* Exercise prompt: Recast every line of the listing below as a JSON list of strings, one string per line, leaving out any blank lines.
------ Task material ------
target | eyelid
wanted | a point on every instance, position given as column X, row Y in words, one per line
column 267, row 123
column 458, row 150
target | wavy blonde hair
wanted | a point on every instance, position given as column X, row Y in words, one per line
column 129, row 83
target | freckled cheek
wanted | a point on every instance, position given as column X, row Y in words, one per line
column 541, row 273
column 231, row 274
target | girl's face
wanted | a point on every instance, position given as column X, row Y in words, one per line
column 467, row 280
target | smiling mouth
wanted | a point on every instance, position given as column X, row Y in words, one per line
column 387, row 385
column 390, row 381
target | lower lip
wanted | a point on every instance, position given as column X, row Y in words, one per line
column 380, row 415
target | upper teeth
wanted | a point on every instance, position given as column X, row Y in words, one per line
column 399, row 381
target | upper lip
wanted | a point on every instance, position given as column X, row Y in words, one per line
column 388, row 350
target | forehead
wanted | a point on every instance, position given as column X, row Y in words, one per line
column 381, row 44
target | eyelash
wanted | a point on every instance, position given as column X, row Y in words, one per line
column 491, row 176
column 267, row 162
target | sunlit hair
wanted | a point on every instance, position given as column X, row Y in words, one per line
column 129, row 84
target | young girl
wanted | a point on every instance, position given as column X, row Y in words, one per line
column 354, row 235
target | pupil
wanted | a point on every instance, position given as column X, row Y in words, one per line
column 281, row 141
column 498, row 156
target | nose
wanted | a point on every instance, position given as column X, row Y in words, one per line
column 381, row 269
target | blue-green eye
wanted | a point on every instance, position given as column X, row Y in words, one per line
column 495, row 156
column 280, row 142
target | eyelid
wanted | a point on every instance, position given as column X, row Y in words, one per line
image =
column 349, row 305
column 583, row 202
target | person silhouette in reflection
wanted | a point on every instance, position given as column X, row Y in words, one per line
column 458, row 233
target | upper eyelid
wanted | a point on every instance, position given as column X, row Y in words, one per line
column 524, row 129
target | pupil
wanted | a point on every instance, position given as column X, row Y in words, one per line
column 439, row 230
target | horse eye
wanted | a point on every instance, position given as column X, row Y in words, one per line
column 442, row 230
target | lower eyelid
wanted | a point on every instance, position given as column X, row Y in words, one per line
------
* Solution for this task:
[
  "target | eyelid",
  "wanted | a point on every instance, position given as column X, row Y in words, one per line",
  "column 267, row 123",
  "column 458, row 150",
  "target | wavy blonde hair",
  "wanted | a point on every instance, position given as column X, row Y in words, one per line",
  "column 129, row 83",
  "target | freckled cheek",
  "wanted | a point on every instance, position given as column X, row Y in words, one per line",
  "column 541, row 273",
  "column 231, row 274",
  "target | girl's face",
  "wanted | a point on every instance, position given as column X, row Y in words, one per line",
  "column 467, row 280",
  "target | smiling mouth",
  "wanted | a point on every instance, position given as column X, row Y in words, one per line",
  "column 387, row 385",
  "column 390, row 381",
  "target | lower lip",
  "wanted | a point on every instance, position given as column X, row Y in words, one per line",
  "column 380, row 415",
  "target | upper teeth",
  "wanted | a point on every instance, position given as column X, row Y in words, one per line",
  "column 399, row 381",
  "target | upper lip",
  "wanted | a point on every instance, position given as column X, row Y in words, one per line",
  "column 388, row 350",
  "target | forehead",
  "wanted | a point on every instance, position given as column X, row Y in words, one per line",
  "column 381, row 44",
  "target | eyelash",
  "wanted | a point on every instance, position given as column X, row Y in words, one per line",
  "column 491, row 176",
  "column 267, row 162",
  "target | sunlit hair",
  "wanted | a point on every instance, position given as column X, row Y in words, one per line",
  "column 129, row 84",
  "target | young girl",
  "wanted | a point on every instance, position given as column X, row Y in words, one per line",
  "column 354, row 235",
  "target | pupil",
  "wanted | a point on every instance, position given as column X, row Y in words, one per line",
  "column 281, row 141",
  "column 498, row 156",
  "target | nose",
  "wanted | a point on every instance, position given as column X, row Y in words, one per line",
  "column 381, row 269",
  "target | blue-green eye",
  "wanted | a point on every instance, position given as column X, row Y in words, one per line",
  "column 495, row 156",
  "column 280, row 142",
  "target | eyelid",
  "wanted | a point on every instance, position given as column X, row Y in words, one per line",
  "image =",
  "column 349, row 305",
  "column 583, row 202",
  "target | person silhouette in reflection",
  "wanted | a point on every instance, position given as column X, row Y in words, one per line",
  "column 458, row 233",
  "target | upper eyelid",
  "wanted | a point on every instance, position given as column X, row Y in words, one per line",
  "column 524, row 129",
  "target | pupil",
  "wanted | a point on every instance, position given as column X, row Y in words, one per line",
  "column 439, row 230",
  "target | horse eye",
  "wanted | a point on every instance, position given as column X, row Y in words, one per line",
  "column 442, row 230",
  "target | lower eyelid",
  "wanted | a point on every instance, position given as column X, row Y in words, one per line"
]